(WHAT YOU SHOULD DO) Please count how many lines of the rows below contain the string "truck". Reply with that number alone.

[Rows from a point labeling set]

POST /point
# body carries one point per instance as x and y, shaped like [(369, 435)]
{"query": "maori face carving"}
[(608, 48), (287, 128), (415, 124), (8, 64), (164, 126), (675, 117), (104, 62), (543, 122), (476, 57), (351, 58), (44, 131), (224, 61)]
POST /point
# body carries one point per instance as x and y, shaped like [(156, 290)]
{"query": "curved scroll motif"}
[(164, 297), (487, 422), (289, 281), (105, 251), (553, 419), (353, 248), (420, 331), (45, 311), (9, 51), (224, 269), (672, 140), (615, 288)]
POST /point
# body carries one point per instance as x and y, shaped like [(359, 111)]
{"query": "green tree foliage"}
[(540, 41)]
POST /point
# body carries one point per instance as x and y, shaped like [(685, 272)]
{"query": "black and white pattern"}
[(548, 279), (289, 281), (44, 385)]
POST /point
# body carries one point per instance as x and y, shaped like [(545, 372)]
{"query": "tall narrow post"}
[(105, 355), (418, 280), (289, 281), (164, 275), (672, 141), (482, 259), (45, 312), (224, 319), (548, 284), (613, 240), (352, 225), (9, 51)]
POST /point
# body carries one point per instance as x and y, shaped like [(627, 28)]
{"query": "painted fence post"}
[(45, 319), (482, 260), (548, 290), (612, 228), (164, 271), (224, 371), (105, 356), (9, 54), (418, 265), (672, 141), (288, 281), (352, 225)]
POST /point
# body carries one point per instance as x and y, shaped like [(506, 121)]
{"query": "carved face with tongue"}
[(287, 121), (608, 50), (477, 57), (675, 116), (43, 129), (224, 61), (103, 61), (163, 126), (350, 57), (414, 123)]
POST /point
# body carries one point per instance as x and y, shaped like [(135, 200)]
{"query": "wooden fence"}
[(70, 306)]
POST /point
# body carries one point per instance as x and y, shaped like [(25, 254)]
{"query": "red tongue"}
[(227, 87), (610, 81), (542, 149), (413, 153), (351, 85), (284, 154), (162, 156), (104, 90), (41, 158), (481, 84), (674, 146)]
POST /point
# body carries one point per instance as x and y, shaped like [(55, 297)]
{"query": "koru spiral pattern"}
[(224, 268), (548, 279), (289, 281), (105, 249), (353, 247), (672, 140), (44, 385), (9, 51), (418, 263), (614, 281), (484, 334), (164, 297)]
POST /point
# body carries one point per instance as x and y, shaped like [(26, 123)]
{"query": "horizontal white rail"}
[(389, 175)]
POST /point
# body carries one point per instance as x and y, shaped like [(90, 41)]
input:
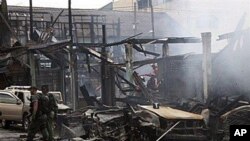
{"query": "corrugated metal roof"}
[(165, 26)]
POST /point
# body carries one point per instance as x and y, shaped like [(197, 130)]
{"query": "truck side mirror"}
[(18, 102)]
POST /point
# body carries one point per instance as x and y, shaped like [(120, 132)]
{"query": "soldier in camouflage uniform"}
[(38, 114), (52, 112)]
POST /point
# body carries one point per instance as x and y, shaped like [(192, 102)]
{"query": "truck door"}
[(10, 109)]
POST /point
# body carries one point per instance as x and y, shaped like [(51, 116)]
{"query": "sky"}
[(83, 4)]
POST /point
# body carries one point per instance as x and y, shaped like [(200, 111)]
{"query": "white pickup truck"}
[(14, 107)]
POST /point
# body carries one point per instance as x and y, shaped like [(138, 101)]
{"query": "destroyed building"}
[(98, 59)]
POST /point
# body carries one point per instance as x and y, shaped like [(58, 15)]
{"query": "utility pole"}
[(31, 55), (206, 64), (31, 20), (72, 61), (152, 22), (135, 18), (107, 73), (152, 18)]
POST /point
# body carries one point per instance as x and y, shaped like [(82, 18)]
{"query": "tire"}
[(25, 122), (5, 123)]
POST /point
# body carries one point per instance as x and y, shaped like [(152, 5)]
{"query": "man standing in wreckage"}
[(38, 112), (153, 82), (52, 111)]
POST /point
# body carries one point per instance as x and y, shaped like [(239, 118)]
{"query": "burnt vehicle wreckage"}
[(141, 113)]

--

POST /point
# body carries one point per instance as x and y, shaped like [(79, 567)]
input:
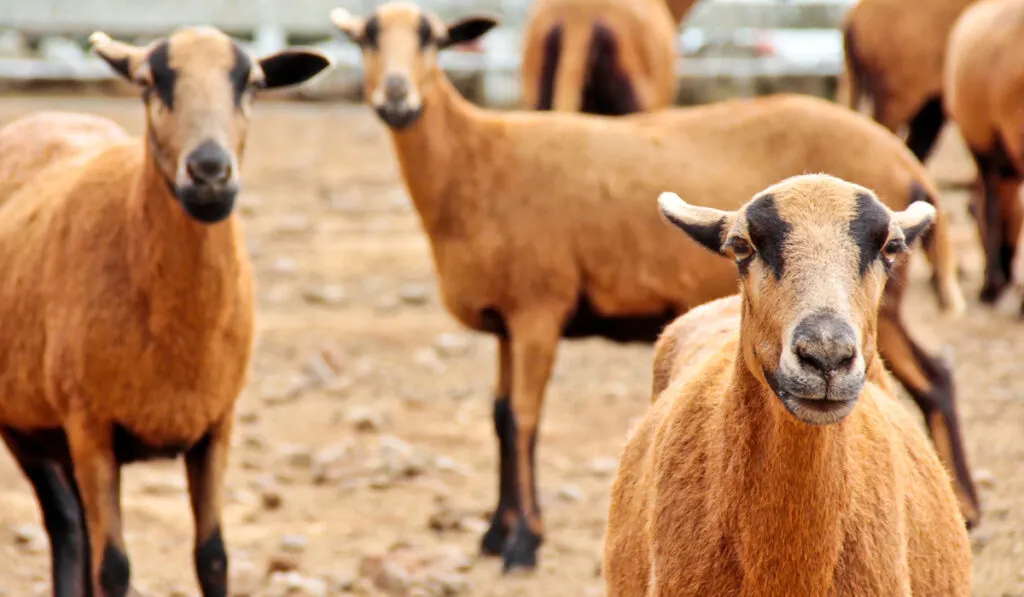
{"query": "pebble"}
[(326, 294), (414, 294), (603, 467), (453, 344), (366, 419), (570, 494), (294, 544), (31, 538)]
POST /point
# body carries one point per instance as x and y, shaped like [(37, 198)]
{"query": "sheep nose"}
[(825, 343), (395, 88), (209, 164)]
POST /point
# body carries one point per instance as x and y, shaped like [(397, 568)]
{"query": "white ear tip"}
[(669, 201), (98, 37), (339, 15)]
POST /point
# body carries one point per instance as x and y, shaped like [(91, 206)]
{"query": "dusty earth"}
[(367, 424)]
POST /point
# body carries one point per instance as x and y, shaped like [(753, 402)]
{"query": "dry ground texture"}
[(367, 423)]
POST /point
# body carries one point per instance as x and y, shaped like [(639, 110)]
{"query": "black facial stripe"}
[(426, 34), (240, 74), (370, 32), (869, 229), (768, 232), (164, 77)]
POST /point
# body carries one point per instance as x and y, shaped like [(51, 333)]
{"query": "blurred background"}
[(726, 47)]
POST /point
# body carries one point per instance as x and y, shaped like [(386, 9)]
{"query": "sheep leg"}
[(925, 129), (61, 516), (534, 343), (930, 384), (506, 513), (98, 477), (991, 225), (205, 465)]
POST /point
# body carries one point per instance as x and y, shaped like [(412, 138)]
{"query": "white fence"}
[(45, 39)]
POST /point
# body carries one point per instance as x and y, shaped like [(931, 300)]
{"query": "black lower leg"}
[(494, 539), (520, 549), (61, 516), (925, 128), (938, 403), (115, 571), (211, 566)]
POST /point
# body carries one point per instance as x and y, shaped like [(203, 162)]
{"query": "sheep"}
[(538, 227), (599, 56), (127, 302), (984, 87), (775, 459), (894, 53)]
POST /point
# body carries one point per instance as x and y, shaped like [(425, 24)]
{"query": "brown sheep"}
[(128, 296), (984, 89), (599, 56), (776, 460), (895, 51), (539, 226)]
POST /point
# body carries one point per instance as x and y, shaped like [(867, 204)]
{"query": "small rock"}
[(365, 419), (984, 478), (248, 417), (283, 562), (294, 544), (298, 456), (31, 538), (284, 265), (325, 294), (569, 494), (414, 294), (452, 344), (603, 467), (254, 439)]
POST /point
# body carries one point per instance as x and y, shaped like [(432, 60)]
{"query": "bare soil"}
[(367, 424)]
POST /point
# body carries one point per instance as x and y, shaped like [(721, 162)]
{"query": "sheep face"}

--

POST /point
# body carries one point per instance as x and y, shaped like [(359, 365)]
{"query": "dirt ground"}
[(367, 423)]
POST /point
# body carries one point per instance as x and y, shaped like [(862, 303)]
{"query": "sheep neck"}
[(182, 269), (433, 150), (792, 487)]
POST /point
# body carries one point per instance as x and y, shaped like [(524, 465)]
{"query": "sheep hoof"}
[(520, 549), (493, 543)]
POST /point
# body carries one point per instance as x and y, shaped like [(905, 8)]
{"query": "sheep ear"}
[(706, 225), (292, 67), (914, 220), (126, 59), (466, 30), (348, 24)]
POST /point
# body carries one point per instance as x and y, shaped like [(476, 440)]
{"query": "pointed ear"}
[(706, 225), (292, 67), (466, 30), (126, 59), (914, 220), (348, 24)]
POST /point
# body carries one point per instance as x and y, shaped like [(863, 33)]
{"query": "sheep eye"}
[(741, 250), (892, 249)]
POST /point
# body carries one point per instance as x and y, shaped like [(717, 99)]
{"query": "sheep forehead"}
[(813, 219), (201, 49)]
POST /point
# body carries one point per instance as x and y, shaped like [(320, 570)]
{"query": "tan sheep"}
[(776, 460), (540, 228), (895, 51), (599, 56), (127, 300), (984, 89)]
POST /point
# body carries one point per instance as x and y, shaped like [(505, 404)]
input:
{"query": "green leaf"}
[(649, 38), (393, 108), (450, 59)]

(RESULT OF THIS EXERCISE) 3